Alıştırma görevleri –
a – Okunacak metne göre Ayşe Güney 2010 yılında nerede oturuyor?
b – Okunacak metinde "1988 Endüstri Mühendisi AYŞE GÜNEY" sözleriyle başlayan paragrafı ana bilgilerini koruyarak iki cümleyle kısaca yeniden yazın.

----- Okunacak metin

HAKKIMIZDA

Merhaba!

1988 Endüstri Mühendisi AYŞE GÜNEY;
Başladım sanayide çalışmaya
KALİTE KONTROL ile başladım,
öyle de devam etti yıllarca…
Sonra hep HAYAL ETTİM BEN.
Hala da devam…

Ve
1992 GEMLİK
Evlendim…
Zeytin diyarı… hep yeşil, her yer yeşil…
Ben yine HAYAL ETTİM…

Ve
Yıl 1994;
50 ağaçlık ilk zeytin bahçemizde hasat zamanı;
Hatice Teyzemiz bir sofra kurmuş,
Büyük bir koku şöleni…
Daha birkaç saat önce  zeytin ağaçlarının altından
bin bir çeşit şifalı otla yapılan bir yemek.
Hatice teyze,
“Yemek” diyor,
“kendi yağıyla pişer; tam ateşten indirirken üzerinde zeytinyağı gezdir,
yağın tadı ağzında dolansın.”

İşte benim hikayem aslında o zaman başladı…
Ya işte böyle, sevda düştü bir kere YIL 1994…

Yemek sonrası…
İlk göz ağrımın; Yanı başına gidip yamacına oturdum…
Beni bütün yapraklarıyla kucakladı…
Sonra gövdesine yaslandım…
“Sor” dedi.
“Sana söyleyeceklerim var.”
“Gidenler neden gider?” dedim.
Dedi: “Geri dönebilmek için.”
“Sen, ölmez ağacı, nasıl oluyor da ölümsüzsün?”
Dedi: “Kendimden gittiğim için.
Damla damla, zerre zerre aktığım için.
Kendim değil belki ama hikâyem ölümsüzdür”.

2010 yılı artık emekli AYŞE GÜNEY
Umurbey’de oturuyoruz.
Zeytin ağaçlarının yamacında…

Ölmez ağacımın yanında…
Nedenini bilemediğim bir huzur kaplıyor içimi.
Neden mi?
Ölmez Ağacım bana;
Kibir, gurur, büyüklük ve rekabet yüklü türümüze acizliği anlatmakla kalmıyor,
büyüklüğün ne olduğunu da gösteriyor devasa gövdesiyle.

Hiç zeytinin gövdesinin hiçbir ağaca benzemeyen o büklüm büklüm yapısına
dikkat ettiniz mi?
Belki de kimi gözlere pek “biçimsiz” gelen bu gövde yapısı bize neyi anlatıyor aslında?
Susuzluğa, zorlu toprak koşullarına, ama hepsinden de önce binyıllarla ölçülen
zamana karşı direncin göstergesi olarak, yaşamak ve yaşatmak için gösterilen
inadın bedelini belki de…

Ve
Dahası ve en güzeli;
Hayat biraz zeytin, çokça deniz kokuyor buralar.
Zeytin zamanı doğuyor kimi çocuklar, düğünlerin çoğu zeytin sonu.
Öldü derler birileri için, geçen zeytin zamanı.
Velhasıl buralarda;
Ömür gibidir zeytin, ağacı bir köklü ailedir ve dayanır yıllar öncesine.

----------
----- Gösterilen satırlar

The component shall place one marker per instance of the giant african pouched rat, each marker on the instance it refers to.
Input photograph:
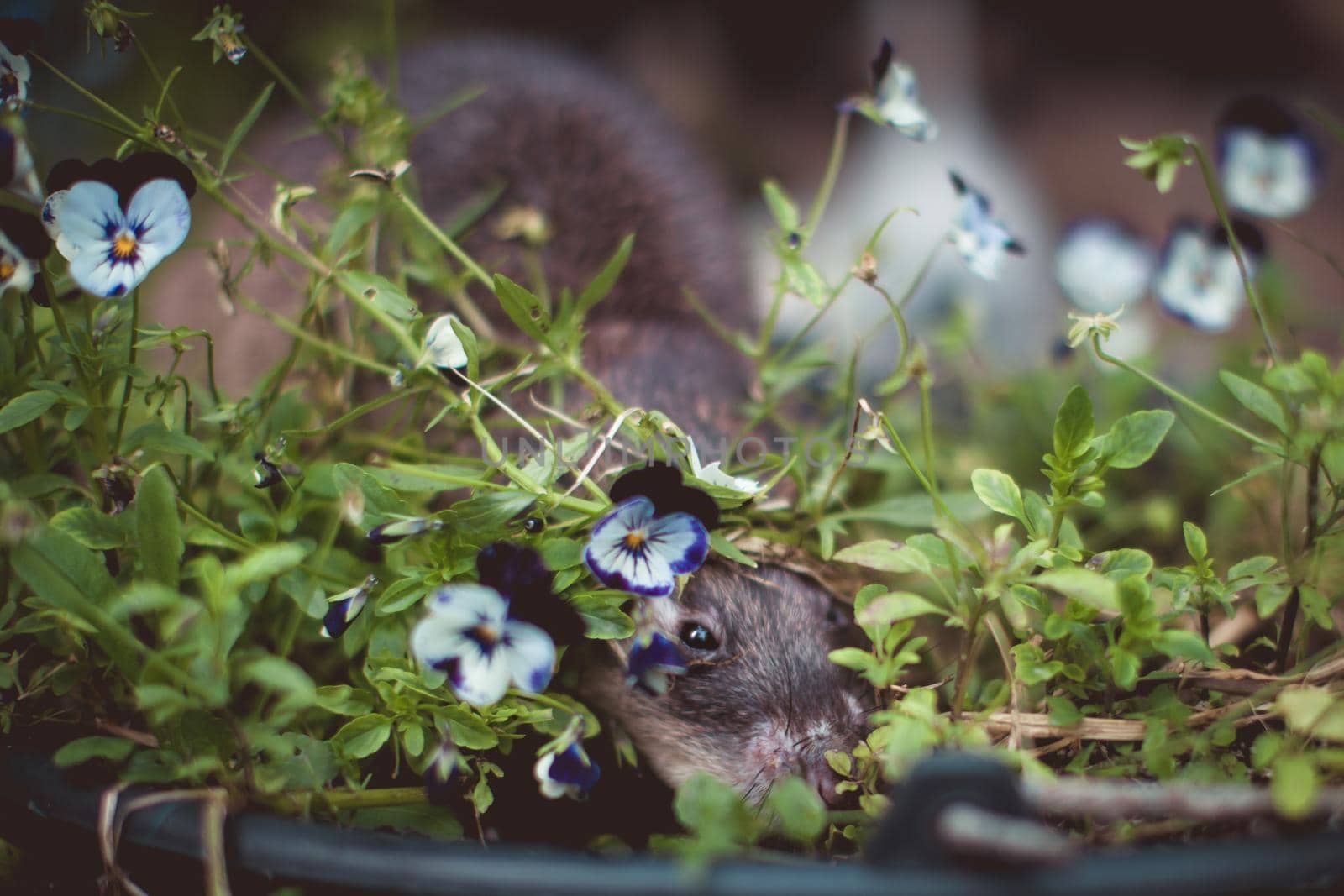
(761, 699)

----------
----- Gösterilen satırlar

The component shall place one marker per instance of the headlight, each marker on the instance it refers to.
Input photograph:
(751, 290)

----------
----- Gösterilen satırlar

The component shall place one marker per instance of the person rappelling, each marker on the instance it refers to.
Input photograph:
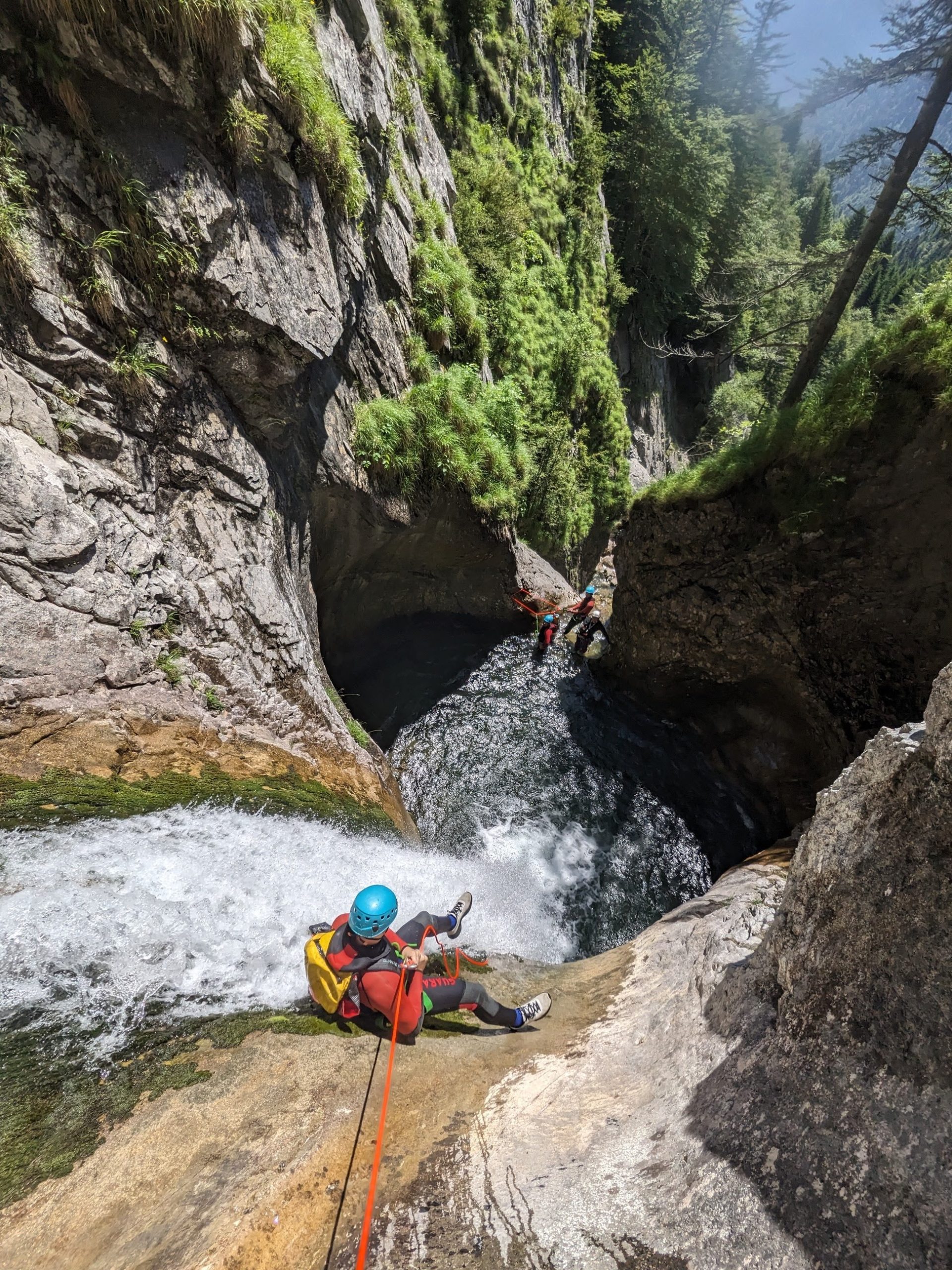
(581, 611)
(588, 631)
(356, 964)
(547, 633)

----------

Görevlerin yanıtları –
a – Umurbey'de, zeytin ağaçlarının yamacında oturuyor.

b – 1988'de endüstri mühendisi olan Ayşe Güney, sanayide kalite kontrol işiyle çalışmaya başladı ve yıllarca bu işte devam etti. Sonra hep hayal etti ve hâlâ da hayal ediyor.